### EXERCISE
Rewrite each of the entries below as a JSON array of strings, one string per line, omitting blank lines.

### EXTRACTED DATA
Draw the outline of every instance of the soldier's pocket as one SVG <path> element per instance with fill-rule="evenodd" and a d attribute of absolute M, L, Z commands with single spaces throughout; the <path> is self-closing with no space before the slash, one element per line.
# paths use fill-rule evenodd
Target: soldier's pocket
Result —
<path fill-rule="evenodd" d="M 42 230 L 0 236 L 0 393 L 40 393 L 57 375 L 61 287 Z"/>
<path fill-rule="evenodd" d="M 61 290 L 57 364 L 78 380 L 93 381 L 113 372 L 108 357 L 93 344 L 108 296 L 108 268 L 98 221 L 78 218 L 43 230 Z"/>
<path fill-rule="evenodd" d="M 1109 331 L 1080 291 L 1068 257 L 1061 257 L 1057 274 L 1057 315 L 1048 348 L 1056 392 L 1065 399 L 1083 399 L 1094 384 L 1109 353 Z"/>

### OUTPUT
[
  "Draw the outline of every instance of the soldier's pocket as one SVG <path> element per instance with fill-rule=\"evenodd\" and a d attribute of absolute M, L, Z commands with single spaces throughout; the <path> is self-closing with no space before the slash, one element per line.",
  "# paths use fill-rule evenodd",
  "Target: soldier's pocket",
  "Result —",
  "<path fill-rule=\"evenodd\" d=\"M 42 230 L 0 236 L 0 393 L 40 393 L 57 375 L 61 287 Z\"/>",
  "<path fill-rule=\"evenodd\" d=\"M 61 290 L 57 364 L 78 380 L 93 381 L 113 372 L 108 357 L 93 344 L 108 296 L 108 268 L 98 221 L 78 218 L 43 230 Z\"/>",
  "<path fill-rule=\"evenodd\" d=\"M 1109 331 L 1080 291 L 1068 257 L 1061 257 L 1057 274 L 1057 315 L 1048 348 L 1056 392 L 1065 399 L 1083 399 L 1094 384 L 1109 353 Z\"/>"
]